-------- ROWS

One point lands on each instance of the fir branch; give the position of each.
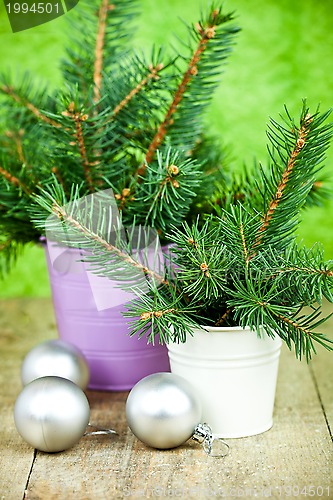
(14, 180)
(78, 117)
(91, 237)
(17, 139)
(105, 7)
(153, 74)
(274, 203)
(206, 34)
(9, 90)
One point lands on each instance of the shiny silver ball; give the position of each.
(51, 413)
(55, 358)
(162, 410)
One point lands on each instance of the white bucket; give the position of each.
(234, 371)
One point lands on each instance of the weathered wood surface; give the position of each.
(294, 457)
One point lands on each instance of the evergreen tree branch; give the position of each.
(153, 74)
(15, 181)
(105, 7)
(79, 117)
(274, 203)
(206, 33)
(9, 90)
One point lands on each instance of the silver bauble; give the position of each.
(162, 410)
(51, 413)
(56, 358)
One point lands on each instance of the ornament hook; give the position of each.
(203, 435)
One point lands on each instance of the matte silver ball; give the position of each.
(51, 413)
(162, 410)
(55, 358)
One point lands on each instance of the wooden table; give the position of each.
(293, 459)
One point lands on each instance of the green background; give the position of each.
(284, 53)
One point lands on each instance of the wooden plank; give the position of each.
(295, 453)
(22, 325)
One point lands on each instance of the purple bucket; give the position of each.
(116, 360)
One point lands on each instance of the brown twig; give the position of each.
(157, 314)
(78, 118)
(34, 110)
(100, 41)
(64, 216)
(300, 142)
(14, 180)
(223, 318)
(153, 74)
(205, 35)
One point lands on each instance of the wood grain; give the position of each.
(296, 452)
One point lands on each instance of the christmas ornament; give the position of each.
(163, 411)
(51, 413)
(55, 358)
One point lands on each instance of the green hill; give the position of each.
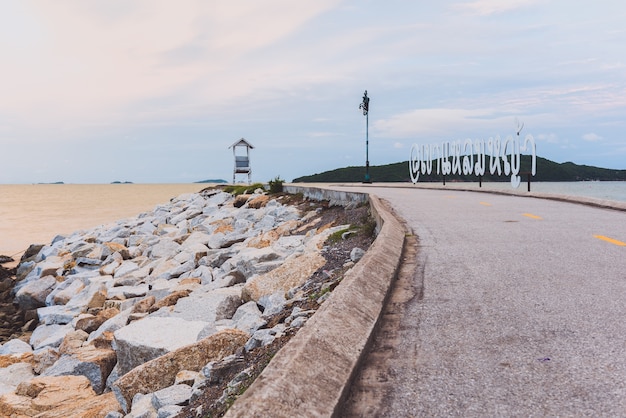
(399, 172)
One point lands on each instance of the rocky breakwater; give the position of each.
(139, 317)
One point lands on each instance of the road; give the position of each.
(510, 306)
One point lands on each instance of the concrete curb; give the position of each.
(311, 375)
(471, 187)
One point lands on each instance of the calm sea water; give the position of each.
(37, 213)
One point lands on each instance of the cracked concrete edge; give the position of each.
(311, 375)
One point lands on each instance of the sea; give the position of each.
(36, 213)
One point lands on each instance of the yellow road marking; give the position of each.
(611, 240)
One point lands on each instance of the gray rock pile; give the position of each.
(135, 317)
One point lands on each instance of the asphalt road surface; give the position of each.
(513, 306)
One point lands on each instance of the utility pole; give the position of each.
(365, 106)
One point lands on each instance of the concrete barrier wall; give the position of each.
(311, 375)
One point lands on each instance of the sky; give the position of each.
(153, 91)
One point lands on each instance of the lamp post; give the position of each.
(365, 107)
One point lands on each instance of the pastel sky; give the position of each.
(94, 91)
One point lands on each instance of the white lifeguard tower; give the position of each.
(242, 162)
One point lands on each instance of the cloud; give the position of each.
(442, 122)
(550, 138)
(99, 62)
(490, 7)
(591, 137)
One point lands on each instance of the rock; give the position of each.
(292, 273)
(161, 372)
(57, 314)
(186, 377)
(169, 411)
(248, 318)
(13, 375)
(64, 291)
(216, 371)
(170, 299)
(90, 323)
(72, 341)
(111, 325)
(15, 346)
(264, 337)
(44, 358)
(241, 200)
(356, 254)
(273, 303)
(153, 337)
(33, 294)
(57, 397)
(142, 407)
(258, 202)
(171, 395)
(126, 268)
(209, 306)
(112, 247)
(93, 363)
(49, 335)
(144, 305)
(165, 248)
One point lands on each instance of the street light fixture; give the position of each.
(365, 107)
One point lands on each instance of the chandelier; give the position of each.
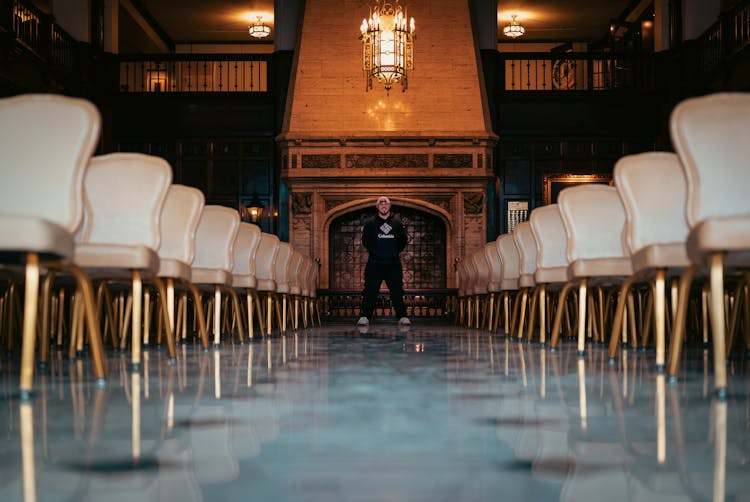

----------------

§ **THE REQUEST**:
How many lines of the records above contain the string "road", counting only matches with the same case? Reply with the number alone.

§ **RESPONSE TO THIS TASK**:
3